(EXERCISE) Render the records below as a CSV with the header row text,answer and one row per record. Put each record's text in the first column and its answer in the second, quoting every field and replacing line breaks with spaces.

(MATERIALS PROVIDED)
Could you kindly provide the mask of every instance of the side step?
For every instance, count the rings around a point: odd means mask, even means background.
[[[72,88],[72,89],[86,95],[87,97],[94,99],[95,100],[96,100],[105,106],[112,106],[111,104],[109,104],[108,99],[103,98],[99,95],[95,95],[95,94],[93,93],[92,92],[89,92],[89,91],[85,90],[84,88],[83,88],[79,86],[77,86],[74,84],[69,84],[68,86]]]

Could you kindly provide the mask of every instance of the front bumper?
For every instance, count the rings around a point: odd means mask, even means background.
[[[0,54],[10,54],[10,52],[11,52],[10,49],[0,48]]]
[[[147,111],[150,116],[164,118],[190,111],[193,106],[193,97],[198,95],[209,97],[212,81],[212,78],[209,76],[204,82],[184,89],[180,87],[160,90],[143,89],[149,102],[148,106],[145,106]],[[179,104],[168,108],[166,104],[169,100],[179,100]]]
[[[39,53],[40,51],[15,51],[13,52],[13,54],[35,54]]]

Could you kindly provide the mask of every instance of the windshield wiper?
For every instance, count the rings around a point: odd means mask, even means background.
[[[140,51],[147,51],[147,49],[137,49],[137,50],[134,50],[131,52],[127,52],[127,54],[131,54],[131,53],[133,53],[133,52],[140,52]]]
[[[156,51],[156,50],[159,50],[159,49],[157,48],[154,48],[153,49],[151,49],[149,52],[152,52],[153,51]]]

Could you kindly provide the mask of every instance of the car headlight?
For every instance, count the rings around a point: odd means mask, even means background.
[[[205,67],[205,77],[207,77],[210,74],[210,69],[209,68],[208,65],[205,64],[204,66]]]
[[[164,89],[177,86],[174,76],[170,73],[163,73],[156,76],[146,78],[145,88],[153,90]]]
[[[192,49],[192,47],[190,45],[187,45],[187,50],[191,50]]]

(FULL SOLUTION)
text,answer
"Could you kindly provide the mask of every instance of the side step? For every instance, count the rings around a point: odd means mask, even means background.","[[[72,88],[72,89],[86,95],[87,97],[94,99],[95,100],[96,100],[105,106],[112,106],[111,104],[109,104],[108,99],[103,98],[99,95],[95,95],[95,94],[93,93],[92,92],[89,92],[89,91],[85,90],[84,88],[83,88],[79,86],[77,86],[74,84],[69,84],[68,86]]]"
"Could you kindly provide the mask of every instance of the front bumper? For every instance, count the rings around a point: odd means mask, even means background.","[[[0,54],[10,54],[10,52],[11,52],[10,49],[0,48]]] [[[147,111],[150,116],[164,118],[190,111],[193,106],[193,97],[198,95],[209,97],[212,81],[212,78],[209,76],[204,82],[184,89],[180,87],[160,90],[143,89],[149,102],[148,106],[145,106]],[[179,104],[168,108],[166,104],[169,100],[179,100]]] [[[39,53],[40,51],[15,51],[13,52],[13,54],[35,54]]]"
"Could you kindly provide the mask of every instance of the windshield wiper? For every instance, count the rings around a point: odd means mask, even means background.","[[[140,51],[147,51],[147,49],[137,49],[137,50],[134,50],[131,52],[127,52],[127,54],[131,54],[131,53],[133,53],[133,52],[140,52]]] [[[156,51],[156,50],[159,50],[159,49],[157,48],[154,48],[153,49],[151,49],[149,52],[152,52],[153,51]]]"
"Could you kindly provide the mask of every instance of the car headlight? For every instance, count the rings around a point: odd means mask, even means background.","[[[205,67],[205,77],[207,77],[210,74],[210,69],[209,68],[208,65],[205,64],[204,66]]] [[[164,89],[177,86],[174,76],[170,73],[163,73],[156,76],[146,78],[145,88],[153,90]]] [[[192,49],[192,47],[190,45],[187,45],[187,50],[191,50]]]"